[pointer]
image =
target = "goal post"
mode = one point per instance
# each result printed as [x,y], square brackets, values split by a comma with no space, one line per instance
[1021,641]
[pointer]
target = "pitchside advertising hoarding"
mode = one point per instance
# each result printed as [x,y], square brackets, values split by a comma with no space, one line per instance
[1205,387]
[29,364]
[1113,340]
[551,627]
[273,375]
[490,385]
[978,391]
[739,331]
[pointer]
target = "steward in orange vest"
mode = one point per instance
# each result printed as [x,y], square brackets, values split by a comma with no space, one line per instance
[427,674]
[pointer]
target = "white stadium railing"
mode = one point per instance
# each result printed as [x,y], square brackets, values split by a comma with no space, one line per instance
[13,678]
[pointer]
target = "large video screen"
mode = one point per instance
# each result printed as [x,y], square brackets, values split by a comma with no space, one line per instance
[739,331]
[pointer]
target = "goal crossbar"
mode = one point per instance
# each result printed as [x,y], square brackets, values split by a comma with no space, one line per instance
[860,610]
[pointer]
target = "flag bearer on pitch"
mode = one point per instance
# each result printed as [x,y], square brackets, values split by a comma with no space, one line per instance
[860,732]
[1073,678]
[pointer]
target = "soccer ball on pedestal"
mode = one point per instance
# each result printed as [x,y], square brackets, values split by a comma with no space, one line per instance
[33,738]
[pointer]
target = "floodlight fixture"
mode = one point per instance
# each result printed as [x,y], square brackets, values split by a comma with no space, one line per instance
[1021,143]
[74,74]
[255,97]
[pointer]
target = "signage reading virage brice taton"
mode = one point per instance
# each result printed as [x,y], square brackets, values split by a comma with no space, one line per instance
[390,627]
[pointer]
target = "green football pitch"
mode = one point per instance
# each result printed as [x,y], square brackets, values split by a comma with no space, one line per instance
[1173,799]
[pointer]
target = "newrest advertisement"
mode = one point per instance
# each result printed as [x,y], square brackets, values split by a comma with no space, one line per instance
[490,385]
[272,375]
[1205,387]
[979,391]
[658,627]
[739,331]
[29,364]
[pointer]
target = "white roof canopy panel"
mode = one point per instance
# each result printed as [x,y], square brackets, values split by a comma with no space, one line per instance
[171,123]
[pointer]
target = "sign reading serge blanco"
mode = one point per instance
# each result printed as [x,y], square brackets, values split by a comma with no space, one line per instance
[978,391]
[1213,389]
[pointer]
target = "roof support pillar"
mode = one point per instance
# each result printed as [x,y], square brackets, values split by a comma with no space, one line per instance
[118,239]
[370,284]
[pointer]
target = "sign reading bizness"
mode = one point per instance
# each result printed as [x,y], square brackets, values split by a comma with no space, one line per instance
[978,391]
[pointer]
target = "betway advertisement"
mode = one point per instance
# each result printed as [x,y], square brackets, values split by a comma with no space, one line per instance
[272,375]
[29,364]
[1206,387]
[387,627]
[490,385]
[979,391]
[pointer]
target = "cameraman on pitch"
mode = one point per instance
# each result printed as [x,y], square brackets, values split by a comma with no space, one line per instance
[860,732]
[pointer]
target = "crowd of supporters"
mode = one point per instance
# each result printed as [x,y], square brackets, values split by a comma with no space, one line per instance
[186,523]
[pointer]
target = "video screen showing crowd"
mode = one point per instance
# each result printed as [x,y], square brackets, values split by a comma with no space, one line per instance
◇ ◇ ◇
* **Given request**
The listing above must be transcribed exactly, line by line.

* **Output for this task**
[pointer]
image =
target = "goal post"
mode = one point per instance
# each result printed as [x,y], square brackets, values split by a comma with no space, one line per instance
[1021,641]
[pointer]
target = "pitchside advertising hoarding"
mode = one point per instance
# each result printed as [x,y], square brackets, values split by a comma with no space, one line per instance
[1205,387]
[29,364]
[1113,340]
[551,627]
[273,375]
[490,385]
[978,391]
[739,331]
[pointer]
target = "steward in orange vest"
mode = one point per instance
# each result printed as [x,y], square brackets, values split by a comma with no space, one line per instance
[427,674]
[pointer]
target = "white stadium railing"
mode = one point per instance
# each result printed as [x,y], square brackets, values split by a comma with no space, one line per instance
[13,678]
[pointer]
target = "large video screen"
mode = one point per instance
# each result printed as [x,y], square brackets, values split by a comma with no space, one line per instance
[739,331]
[pointer]
target = "goal crossbar"
mode = one point per instance
# each result printed as [x,y], square brackets, values split by a comma with no space, one line per instance
[860,610]
[pointer]
target = "flag bearer on pitch"
mode = one point per instance
# each result printed as [x,y], square brackets, values split by a comma with no space, one line per instance
[860,732]
[1073,678]
[pointer]
target = "soccer ball on pedestal"
mode = one point per instance
# each result printed as [x,y], square brackets, values split by a comma with no space, one line per instance
[33,738]
[pointer]
target = "floodlight fixture"
mode = one point per instance
# each result printed as [x,y], square brackets, values split by a comma with no space, one line per instance
[1021,143]
[74,74]
[255,97]
[pointer]
target = "signage reading virage brice taton"
mode = one point per instance
# each result printed as [x,y], square brackets, values split by a comma with no space, one line per instance
[390,627]
[pointer]
target = "green football pitch"
mode = one point per instance
# each result printed as [x,y], square brackets, values split by a comma with no space, one line per instance
[1173,799]
[pointer]
target = "newrest advertisement"
mode = one point per instance
# each result printed as [x,y], square brackets, values split by a comma with no space, one line per instance
[490,385]
[272,375]
[1205,387]
[979,391]
[658,627]
[739,331]
[29,364]
[pointer]
target = "white roof canopy panel"
mode = one point per instance
# each result printed as [x,y], square brackets, values split by a comma with no space, one line per instance
[171,123]
[pointer]
target = "sign reading serge blanco"
mode = one point per instance
# each result printed as [x,y], square brackets, values split by a comma with no space, one line per instance
[978,391]
[1213,389]
[pointer]
target = "roof support pillar"
mode = one point per instance
# each result printed as [x,y], square brackets, values split by a comma with no space, one line per instance
[118,239]
[370,284]
[pointer]
target = "sign reading bizness"
mode = one point per instance
# each result printed as [x,y], square brackets, values split by a comma with no space, one line per instance
[978,391]
[pointer]
target = "betway advertisement"
mode = one point per instance
# each result printed as [x,y], square brackets, values split by a comma with no space, one line per instance
[272,375]
[29,364]
[1206,387]
[387,627]
[490,385]
[979,391]
[pointer]
target = "cameraman on pitch"
mode = one point per instance
# each result printed as [x,y], square brackets, values split by a comma with no space, one line per instance
[860,732]
[pointer]
target = "crowd of supporters"
mode = one point per instance
# each result printed as [x,y], square brackets, values split by a comma with no space, one line per instance
[186,523]
[pointer]
target = "video screen showing crowd"
mode = one point per instance
# each result printed as [x,y], square brackets, values split by a comma with no space, one line per instance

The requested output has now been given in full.